== Trecho do texto ==
+ + + + + + +

SÃO PAULO, SP (FOLHAPRESS) - Remilin Baptista estava eufórica e não parava de ser abraçada pelas companheiras.

"Você conseguiu pegar um pênalti?"

"Peguei!"

Não há perspectiva de prêmio em dinheiro, medalha ou entrevistas na TV. Mas colocar a sua equipe, o Loucos & Malucos Futebol e Samba, na final de um torneio de várzea vale muito mais do que a maioria consegue alcançar.

É tão importante que o time derrotado, o Domínio no Pé, não aceitava o resultado nos pênaltis após empate por 0 a 0. Reclamava que uma das cobranças teria sido irregular. O treinador prometeu apresentar "um recurso" e "tumultuar tudo".

O campeonato é a Copa Camisa 10, o primeiro torneio de futebol feminino de várzea em São Paulo. Grande parte do motivo do êxtase das vencedoras e revolta das vencidas é ter a chance de disputar a final na sede do Corinthians, no Parque São Jorge, em 12 de junho.

"O objetivo é tentar dar visibilidade ao futebol feminino e oferecer às comunidades a chance de disputar um campeonato gratuito, que todas possam jogar", afirma Ana Rosa Enriquez, coordenadora do Instituto Por Mais Alguém, ONG responsável por organizar a competição que envolve 36 equipes entre futebol de campo e futsal. São cerca de 650 jogadoras no total.

O número poderia ser muito maior. Boa parte dos clubes de várzea possui elencos masculino e feminino. Mas essas equipes não têm como financiar a condução aos sábados para o campo no Butantã, zona oeste de São Paulo, onde são realizadas as partidas.

O espaço de uma associação local é cedido pela prefeitura. Deve-se tomar cuidado com o barulho. Mesmo o apito da arbitragem pode incomodar e provocar reclamações dos vizinhos.

Existe apoio do governo do estado, mas o orçamento é suficiente apenas para bancar a organização, oferecer água e camisas para as atletas. As campeãs vão receber troféus. E só. É impossível dar qualquer premiação financeira.

É comum as equipes de várzea, apesar do espírito amador, pagarem a seus melhores jogadores e darem bichos por vitórias. No feminino, isso inexiste.

"É como no futebol principal. Quem consegue incentivo é o masculino. As mulheres, não", observa Ana Rosa.

Isso não impede Stephany Camille de sonhar. A zagueira de 19 anos do Loucos & Malucos já se cansou de ouvir que não daria certo. Ela não servia para ser goleira por ser pequena demais. Já deveria estar fazendo outra coisa da vida, em vez de pensar em futebol.

+ + + + + + +

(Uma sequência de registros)
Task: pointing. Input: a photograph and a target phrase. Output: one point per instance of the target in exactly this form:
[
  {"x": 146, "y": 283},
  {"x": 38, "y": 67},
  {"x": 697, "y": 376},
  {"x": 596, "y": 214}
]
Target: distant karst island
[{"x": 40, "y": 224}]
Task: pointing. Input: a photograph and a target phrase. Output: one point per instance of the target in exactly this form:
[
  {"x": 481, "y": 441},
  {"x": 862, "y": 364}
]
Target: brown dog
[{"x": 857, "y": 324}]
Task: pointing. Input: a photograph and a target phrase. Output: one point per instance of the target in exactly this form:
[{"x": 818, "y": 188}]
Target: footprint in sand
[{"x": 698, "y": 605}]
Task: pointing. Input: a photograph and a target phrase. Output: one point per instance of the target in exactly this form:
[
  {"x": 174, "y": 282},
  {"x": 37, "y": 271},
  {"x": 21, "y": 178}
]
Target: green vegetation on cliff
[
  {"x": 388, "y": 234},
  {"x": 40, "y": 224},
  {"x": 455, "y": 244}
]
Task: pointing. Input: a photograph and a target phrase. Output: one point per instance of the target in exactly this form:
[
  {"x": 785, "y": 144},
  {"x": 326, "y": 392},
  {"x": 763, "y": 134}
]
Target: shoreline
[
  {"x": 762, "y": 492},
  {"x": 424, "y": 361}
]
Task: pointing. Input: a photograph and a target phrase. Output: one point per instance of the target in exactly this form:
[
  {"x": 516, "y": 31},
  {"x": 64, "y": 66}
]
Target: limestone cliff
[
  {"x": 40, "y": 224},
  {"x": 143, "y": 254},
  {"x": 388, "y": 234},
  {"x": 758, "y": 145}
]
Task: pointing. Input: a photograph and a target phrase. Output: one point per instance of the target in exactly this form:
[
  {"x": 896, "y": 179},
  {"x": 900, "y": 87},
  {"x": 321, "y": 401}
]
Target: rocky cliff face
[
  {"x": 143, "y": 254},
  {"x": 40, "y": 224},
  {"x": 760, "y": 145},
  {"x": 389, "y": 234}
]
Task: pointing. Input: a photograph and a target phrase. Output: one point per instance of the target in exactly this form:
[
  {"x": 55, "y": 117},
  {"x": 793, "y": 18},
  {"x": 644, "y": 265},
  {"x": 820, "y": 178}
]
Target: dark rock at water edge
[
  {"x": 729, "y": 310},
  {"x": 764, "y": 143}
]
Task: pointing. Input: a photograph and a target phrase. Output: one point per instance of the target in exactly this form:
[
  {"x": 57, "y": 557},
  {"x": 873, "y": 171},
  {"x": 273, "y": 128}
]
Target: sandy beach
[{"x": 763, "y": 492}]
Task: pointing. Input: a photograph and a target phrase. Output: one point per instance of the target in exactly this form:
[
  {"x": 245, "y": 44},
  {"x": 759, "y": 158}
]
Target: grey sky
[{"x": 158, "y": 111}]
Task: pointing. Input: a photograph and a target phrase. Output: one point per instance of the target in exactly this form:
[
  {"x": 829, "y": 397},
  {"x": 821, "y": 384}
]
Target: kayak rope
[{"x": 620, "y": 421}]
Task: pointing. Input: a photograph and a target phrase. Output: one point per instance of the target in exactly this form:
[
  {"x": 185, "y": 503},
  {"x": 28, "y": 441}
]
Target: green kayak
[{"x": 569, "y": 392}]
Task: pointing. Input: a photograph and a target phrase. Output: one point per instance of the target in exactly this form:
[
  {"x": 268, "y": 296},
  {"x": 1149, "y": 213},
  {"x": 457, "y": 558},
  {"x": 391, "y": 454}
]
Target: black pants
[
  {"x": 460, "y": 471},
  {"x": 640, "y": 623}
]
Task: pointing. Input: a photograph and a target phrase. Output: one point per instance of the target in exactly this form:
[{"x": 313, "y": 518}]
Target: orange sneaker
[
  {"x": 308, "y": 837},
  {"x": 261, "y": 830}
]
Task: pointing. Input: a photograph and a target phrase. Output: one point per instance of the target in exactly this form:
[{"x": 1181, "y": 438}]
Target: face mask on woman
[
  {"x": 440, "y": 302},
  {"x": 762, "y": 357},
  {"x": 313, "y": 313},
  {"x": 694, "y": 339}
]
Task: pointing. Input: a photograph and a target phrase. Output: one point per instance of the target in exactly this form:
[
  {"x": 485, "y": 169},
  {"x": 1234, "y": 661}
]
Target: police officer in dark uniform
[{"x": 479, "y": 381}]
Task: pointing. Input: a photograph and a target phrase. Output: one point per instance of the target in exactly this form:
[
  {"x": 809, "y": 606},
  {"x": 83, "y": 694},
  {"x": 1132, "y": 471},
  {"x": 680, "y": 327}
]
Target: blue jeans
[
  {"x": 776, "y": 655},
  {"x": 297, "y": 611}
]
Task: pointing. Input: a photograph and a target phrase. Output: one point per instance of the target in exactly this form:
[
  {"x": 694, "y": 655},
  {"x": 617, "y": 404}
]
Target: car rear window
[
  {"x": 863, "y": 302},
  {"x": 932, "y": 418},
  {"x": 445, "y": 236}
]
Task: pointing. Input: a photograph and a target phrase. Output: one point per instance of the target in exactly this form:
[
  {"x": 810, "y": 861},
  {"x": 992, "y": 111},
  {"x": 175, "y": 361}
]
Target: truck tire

+ + + + + + +

== Tarefas a fazer ==
• A. De acordo com a reportagem sobre a Copa Camisa 10, as afirmações abaixo estão certas? (i) A final vai ser disputada na sede do Corinthians. (ii) As campeãs vão receber prêmio em dinheiro. (iii) O jogo entre Loucos & Malucos e Domínio no Pé terminou 1 a 0 no tempo normal. Responda sim ou não para cada uma e copie as palavras da reportagem que decidem.
• B. Cite todas as pessoas chamadas pelo nome na reportagem sobre a Copa Camisa 10.
• C. Escreva a continuação da reportagem sobre a Copa Camisa 10 a partir da última frase.

== Resultados do exercício ==
• A.
(i) Sim: "disputar a final na sede do Corinthians, no Parque São Jorge, em 12 de junho".
(ii) Não: "É impossível dar qualquer premiação financeira."
(iii) Não: "o resultado nos pênaltis após empate por 0 a 0".

• B. Remilin Baptista, Ana Rosa Enriquez, Stephany Camille

• C.
A facilidade de jogar com os pés a fez trocar de posição porque concluiu que seu 1,63 m era pouco mesmo para "catar no gol", como diz. Na defesa, encontrou-se.

"Não sei onde estaria sem o futebol. Ele me salvou. Não fosse pelo futebol, teria me envolvido com coisas ruins, amizades erradas", afirma ela, que atua pela equipe do Morro Doce, zona norte da capital, perto de Osasco, mas mora em Heliópolis, a maior favela de São Paulo, com cerca de um milhão de habitantes.

O campo tem trechos sem grama. Cada disputa de bola ou carrinho levanta terra. Familiares e torcedores que foram em caravana acompanhar os jogos gritam em todas as divididas. As vitórias provocam invasões de campo para comemorar. Não há como dizer que não vale nada.

As irmãs Adriana e Mariana Salazar bem sabem. Elas atuam pelo Garotas do Promorar, do Jardim Elisa Maria, zona norte da capital. Uma equipe familiar de futsal, que foi criada pelo pai delas, Raimundo, em 1985, e já teve como jogadora a mãe, Dinaura.

Adriana, a fixa do time, lembra-se do tempo em que tinham de disputar espaço com os meninos em quadras escolares. Começaram a chegar cada vez mais cedo porque quem estava lá antes já começava a jogar. Mariana é a goleira.

"Até que a gente, para conseguir usar a quadra, começou a enfrentar os meninos porque quem ganhava não saía. Então, nós tínhamos de vencer", relembra Adriana. Isso costumava acontecer.

As Garotas do Pormenor também têm participação de outros integrantes da família Salazar. A Copa 10 é a chance de consolidar ainda mais o nome do time, que costuma se aproveitar de anos de eleições, como é 2022, para obter doações de políticos. Fora isso, é tudo muito difícil.

Não que inexistam compensações. O técnico é Sidnei, entregador de loja de móveis durante a semana. Ele tinha outra equipe de garotas no passado e certa vez enfrentou as Garotas do Promorar. Como não havia ninguém para apitar, assumiu o papel. No meio do amistoso, teve a temerária decisão de marcar uma falta cometida por Adriana.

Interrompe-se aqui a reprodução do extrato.